• [DATASET ENTRIES]:
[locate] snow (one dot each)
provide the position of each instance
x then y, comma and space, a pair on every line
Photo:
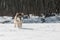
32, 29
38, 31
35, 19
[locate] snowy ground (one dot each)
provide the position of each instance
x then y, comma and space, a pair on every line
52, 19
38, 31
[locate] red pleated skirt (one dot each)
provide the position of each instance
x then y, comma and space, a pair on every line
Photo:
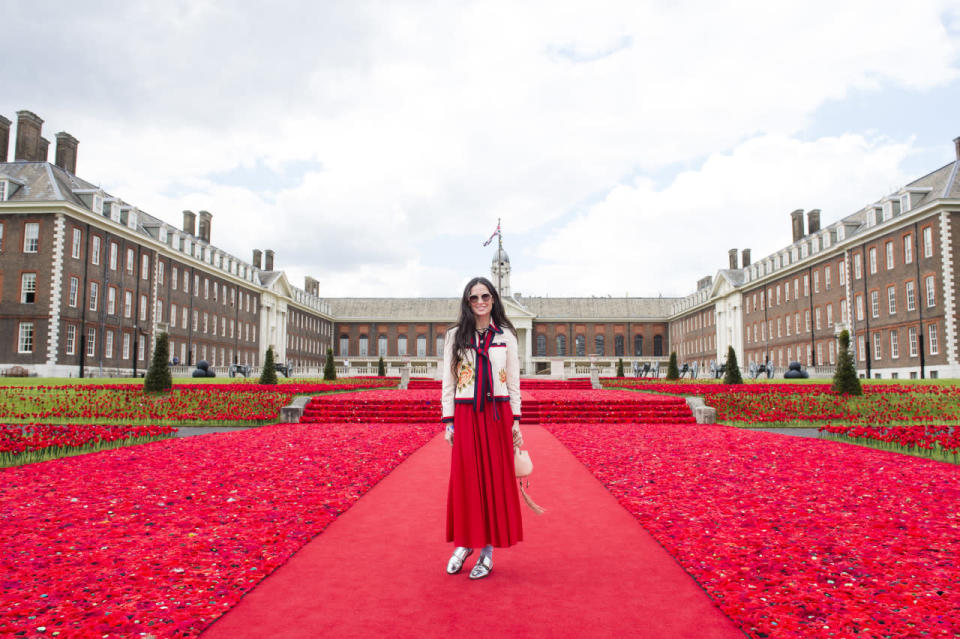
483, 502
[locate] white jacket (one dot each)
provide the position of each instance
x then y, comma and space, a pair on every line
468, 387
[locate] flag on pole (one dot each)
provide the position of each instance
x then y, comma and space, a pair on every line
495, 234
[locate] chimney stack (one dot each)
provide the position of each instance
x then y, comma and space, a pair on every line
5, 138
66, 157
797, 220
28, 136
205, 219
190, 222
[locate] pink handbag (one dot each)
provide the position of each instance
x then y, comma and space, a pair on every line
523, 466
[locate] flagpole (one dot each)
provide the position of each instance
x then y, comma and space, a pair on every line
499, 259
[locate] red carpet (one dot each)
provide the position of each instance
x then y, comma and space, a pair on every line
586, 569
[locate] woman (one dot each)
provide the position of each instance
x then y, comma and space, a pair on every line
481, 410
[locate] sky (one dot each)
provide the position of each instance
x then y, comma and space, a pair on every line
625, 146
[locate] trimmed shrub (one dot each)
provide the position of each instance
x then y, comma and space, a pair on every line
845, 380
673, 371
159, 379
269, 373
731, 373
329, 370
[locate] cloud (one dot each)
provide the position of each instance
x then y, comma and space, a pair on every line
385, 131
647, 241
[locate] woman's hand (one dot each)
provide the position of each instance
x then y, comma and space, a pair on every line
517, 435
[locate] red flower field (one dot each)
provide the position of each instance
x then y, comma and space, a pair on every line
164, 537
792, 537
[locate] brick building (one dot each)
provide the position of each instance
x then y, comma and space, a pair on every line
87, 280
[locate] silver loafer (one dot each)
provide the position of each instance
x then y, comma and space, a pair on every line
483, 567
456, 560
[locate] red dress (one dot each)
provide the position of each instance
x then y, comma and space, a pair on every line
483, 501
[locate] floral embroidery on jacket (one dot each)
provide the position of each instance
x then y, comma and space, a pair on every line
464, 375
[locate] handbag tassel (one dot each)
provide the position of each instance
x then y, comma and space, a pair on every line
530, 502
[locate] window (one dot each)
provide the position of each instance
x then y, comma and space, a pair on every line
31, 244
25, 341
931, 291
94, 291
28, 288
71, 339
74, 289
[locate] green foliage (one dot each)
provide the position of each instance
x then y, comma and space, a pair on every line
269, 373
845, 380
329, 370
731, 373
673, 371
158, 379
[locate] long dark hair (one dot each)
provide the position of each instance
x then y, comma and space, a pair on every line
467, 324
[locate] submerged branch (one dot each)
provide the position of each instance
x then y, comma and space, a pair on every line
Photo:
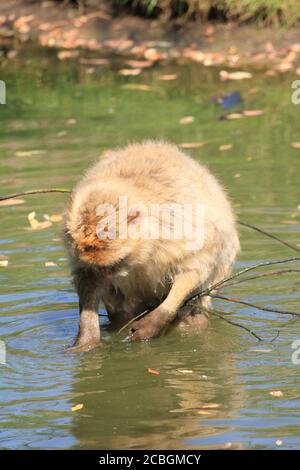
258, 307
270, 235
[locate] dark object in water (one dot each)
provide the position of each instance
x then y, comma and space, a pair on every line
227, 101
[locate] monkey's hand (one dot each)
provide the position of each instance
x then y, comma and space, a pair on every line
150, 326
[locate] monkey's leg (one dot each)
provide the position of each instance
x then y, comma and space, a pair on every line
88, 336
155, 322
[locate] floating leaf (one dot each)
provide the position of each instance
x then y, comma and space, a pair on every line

• [BRIEF]: Your job is to copy each entry exactly as written; the pictures do not go in.

• [OUTPUT OF THE TASK]:
[locate] snow (one dot each)
provide the position of each instance
x then y, comma and space, a pair on every line
Photo:
32, 29
38, 31
35, 19
[locate] snowy ground (one dot each)
provide the position of each instance
x then y, comma and space, a pair on every line
52, 19
38, 31
[locate] red pleated skirt (one dot each)
provide the position of each instance
x then y, comma and space, a pair on every line
Photo:
483, 502
[locate] white jacket (one dot each)
provide the position of each instance
x then y, comma and space, a pair on every line
468, 387
[locate] flag on pole (one dot each)
provide the position of each instance
x then y, comma and space, a pair on every line
495, 234
[locate] chimney stack (one dot each)
provide the position of each instance
x then y, comma and space, a pair on every line
5, 138
66, 157
797, 220
28, 136
205, 219
190, 222
[locate] pink handbag (one dot each)
provide the position of each instance
x then y, comma and space, a pair on every line
523, 466
[locate] flagpole (one dot each)
provide the position of each instance
x then y, comma and space, a pair on every line
499, 259
[locate] red carpet (one dot each)
provide the position of each instance
x then y, comma and space, a pair on every line
586, 569
[locate] woman (one dot each)
provide the position of each instance
x then y, comma and space, a pair on every line
481, 410
[locate] sky (one dot each)
provide the position of each instance
x then y, comma and space, a pair on every line
625, 146
[locate] trimmed shrub (one dot each)
provide the position of each instance
x then y, comma and space, a pair on every line
845, 380
673, 371
159, 379
269, 373
731, 373
329, 370
[locate] cloud (one dot each)
provide the position of each instance
x then y, comma and space, a pair on every line
385, 131
647, 241
[locate] woman's hand (one dot each)
provide the position of each instance
x then y, comma and space, a pair on every line
517, 435
[locate] red flower field (one dot each)
provide the position of each instance
x then y, comma and space, a pair on every line
164, 537
792, 537
[locate] brick building (one dot each)
provide the position of each instance
x then y, comma and space, a pair on every line
87, 280
[locate] silver loafer (one dot each)
provide the position of each instance
x then y, comma and space, a pair on every line
483, 567
456, 560
[locate] red dress (one dot each)
provide the position of each instance
x then y, comma and space, a pair on every line
483, 501
[locate] floral embroidery on jacket (one dot each)
provide the position of each instance
x then y, comma and space, a pair on every line
464, 375
[locate] handbag tassel (one dot each)
provide the position of each instance
x then y, comma and space, a pair on every line
530, 502
[locate] window (one dot each)
provide the position of each instance
x then y, comma and space, a pair on every line
31, 244
25, 341
931, 291
94, 291
28, 288
71, 339
74, 289
[locate] green foliage (one dot each)
provide the position of each instance
x then y, comma and space, a pair on every line
269, 373
845, 380
329, 370
731, 373
673, 371
158, 379
[locate] long dark hair (one dot each)
provide the position of each instance
x then y, comma and space, a pair on every line
467, 324
[locate] submerged branch (one dot each)
provide the position of each instance
x then y, comma and space, a pair on every line
Photo:
258, 307
270, 235
[locate] dark object in water (one dot each)
provide the position of each instance
x then y, comma and space, a pair on every line
227, 101
[locate] monkey's hand (one dot each)
provide the position of each instance
x then y, comma and space, a pair on every line
150, 326
[locate] monkey's leg (one dot each)
provide the position of each instance
x then y, comma and space, a pair on every line
88, 336
155, 322
[locate] floating leaf (one dot each)
provide the position of each instance
x then y, comma and space, a pair on every line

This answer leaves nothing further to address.